§ **What you have to do**:
Rewrite the lines below, substituting "pin" for each occurrence of "marker". Leave everything else exactly as it is.

[Start Source data]

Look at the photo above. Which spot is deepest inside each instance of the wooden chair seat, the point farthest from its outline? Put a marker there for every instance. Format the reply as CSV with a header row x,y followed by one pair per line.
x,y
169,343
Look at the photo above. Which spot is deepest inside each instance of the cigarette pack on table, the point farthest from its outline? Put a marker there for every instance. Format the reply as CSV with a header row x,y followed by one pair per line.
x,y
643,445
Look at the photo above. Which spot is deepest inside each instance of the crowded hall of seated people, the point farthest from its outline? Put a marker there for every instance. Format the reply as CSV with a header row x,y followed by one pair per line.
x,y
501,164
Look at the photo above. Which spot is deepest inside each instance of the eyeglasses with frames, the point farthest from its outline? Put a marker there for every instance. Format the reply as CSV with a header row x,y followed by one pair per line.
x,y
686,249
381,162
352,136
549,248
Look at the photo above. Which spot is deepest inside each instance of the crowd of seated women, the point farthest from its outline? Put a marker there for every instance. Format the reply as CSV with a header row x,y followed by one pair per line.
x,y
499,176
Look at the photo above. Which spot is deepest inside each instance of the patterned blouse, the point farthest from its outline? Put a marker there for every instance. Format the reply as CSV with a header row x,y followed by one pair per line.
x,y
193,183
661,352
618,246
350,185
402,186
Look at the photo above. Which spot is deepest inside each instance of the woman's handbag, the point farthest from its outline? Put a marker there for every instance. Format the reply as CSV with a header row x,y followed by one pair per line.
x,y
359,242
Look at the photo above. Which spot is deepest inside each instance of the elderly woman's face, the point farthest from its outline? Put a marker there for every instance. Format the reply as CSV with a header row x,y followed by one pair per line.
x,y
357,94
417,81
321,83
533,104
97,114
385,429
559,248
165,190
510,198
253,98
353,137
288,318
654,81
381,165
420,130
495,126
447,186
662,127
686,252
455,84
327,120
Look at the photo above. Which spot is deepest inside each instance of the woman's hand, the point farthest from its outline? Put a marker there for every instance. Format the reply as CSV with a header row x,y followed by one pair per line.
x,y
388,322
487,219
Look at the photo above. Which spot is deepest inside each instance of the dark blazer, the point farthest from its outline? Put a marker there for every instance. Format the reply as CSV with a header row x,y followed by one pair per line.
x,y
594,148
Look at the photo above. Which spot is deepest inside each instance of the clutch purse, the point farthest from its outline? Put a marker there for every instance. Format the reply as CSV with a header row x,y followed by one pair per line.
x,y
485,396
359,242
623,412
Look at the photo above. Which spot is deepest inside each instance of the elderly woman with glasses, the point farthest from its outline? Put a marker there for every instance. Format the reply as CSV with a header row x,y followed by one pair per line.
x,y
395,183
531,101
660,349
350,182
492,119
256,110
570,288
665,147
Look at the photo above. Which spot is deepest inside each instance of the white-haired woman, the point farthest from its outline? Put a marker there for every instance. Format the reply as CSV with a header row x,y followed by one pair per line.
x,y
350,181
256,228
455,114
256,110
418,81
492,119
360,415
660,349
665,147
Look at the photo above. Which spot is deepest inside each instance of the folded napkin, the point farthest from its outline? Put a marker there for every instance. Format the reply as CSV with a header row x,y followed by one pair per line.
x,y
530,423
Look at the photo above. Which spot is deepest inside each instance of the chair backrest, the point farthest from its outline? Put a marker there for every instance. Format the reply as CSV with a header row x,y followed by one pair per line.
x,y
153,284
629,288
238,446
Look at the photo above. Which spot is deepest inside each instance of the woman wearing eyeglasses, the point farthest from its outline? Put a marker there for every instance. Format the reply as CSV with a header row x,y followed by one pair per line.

[End Source data]

§ **Answer to the problem**:
Look at the photo above. Which spot is deepest inside each instance of the wooden chair seat, the point farthest from its outline? Put a pin there for every instance. Format the reply as CSV with a header row x,y followed by one pair per line.
x,y
169,343
Look at the photo above. Which spot is deepest inside each instance of the cigarette pack on table, the point farthest from its outline? Put a pin there for every instance. Format the reply as CSV with a header row x,y followed by one pair per line.
x,y
643,445
Look at the photo above. Which spot is deepest inside each instance of the crowded hall of seated people, the point farthest from its outline? Put a pin there for every instance. Format the reply as CSV with a header row x,y followed by one pair per line.
x,y
501,164
Look at the photo above. Which spot is deepest inside each instance of the eyeglasses with frames, the point farthest from its outline? Put a pin there for every instance. Format the reply as CSV with a header row x,y followed by one pair per line.
x,y
686,249
381,162
352,136
549,248
Look at the photo above. Which spot is deepest inside each instance of the crowd of seated women, the point farthest from its outline? Put a pin there for every instance. Format the reply as CSV with a header row x,y followed by one pair per line.
x,y
499,176
Look at the photo above. Which spot is deepest inside each instance of the patterned blouse, the point farthest from its outline? Put a pin there for every instance. Format the reply as CSV with a header row x,y followed by one pair per line.
x,y
193,183
661,352
618,246
350,185
402,186
Look at the photo above. Which spot is deepest inside each instance of the woman's handbag, the point farthest from its outline? Put a pin there for every instance. Format the reply as CSV with a header row x,y followed by one pair per line.
x,y
359,242
Look at the photo above. Which spot is deepest inside each instance of the elderly woman's face, the point farthest from its outline? Put a pin there for every instance. Format the reply as CSV with a header row x,y followed by one pair per line.
x,y
357,94
417,81
321,83
533,104
97,114
385,429
559,248
165,190
510,198
253,98
353,137
288,318
654,81
381,165
420,130
495,126
447,186
662,127
686,252
455,84
327,120
Look at the photo above. Which spot is deepest inside each instance of the woman's hand, the point farthest from its outline? Put a pin there for every instance. Format the reply as CSV with a header row x,y followed by one pair per line.
x,y
388,322
487,219
Look at the photo above. Which spot is deepest inside each instance of the dark blazer, the point farthest from its outline? Put a pin there for every instance. Format the reply as CSV with a header row x,y followed by one pair per line.
x,y
594,148
Look at the photo above. Which spot is deepest inside each instance of the clutch purse, the point farthest from its outline? Put a pin there for every instance. Format the reply as CSV with a header row x,y followed by one pair per line.
x,y
485,396
359,242
623,412
Look at the photo above. Which spot is deepest inside each instance of the elderly woman with glasses, the point farthest from its outline? Put a pin there for every instance. Format the reply as CSV with a header row x,y followed by one pair per line.
x,y
395,183
531,101
660,349
350,182
492,119
256,110
570,288
665,147
Look at the photo above. Which spot is deepest inside each instance of the white-haired woman, the point farthest from its outline? Put a pin there for every instance. Format the reply as CSV with a header row x,y followed by one pair per line.
x,y
350,181
256,228
455,114
256,110
418,81
492,119
360,415
660,349
665,147
Look at the photo above. Which spot is deepest inside each instance of the folded napkin, the point farthest from its outline? Put a pin there for every instance. Format the reply as CSV with a header row x,y followed by one pair per line.
x,y
530,423
Look at the photo above. Which spot is deepest inside each instance of the chair backrest, the point farthest from its outline? Put a pin there for every instance. Format the reply as CSV with a header row x,y followed by one pair per line.
x,y
153,284
629,288
238,446
Look at the photo above. Which spot is deepest inside each instance of the woman wearing eyeglasses, the point farthest from its outline? Put a pin there for every instance. Format the reply as CSV with a header row x,y followed by one pair per line.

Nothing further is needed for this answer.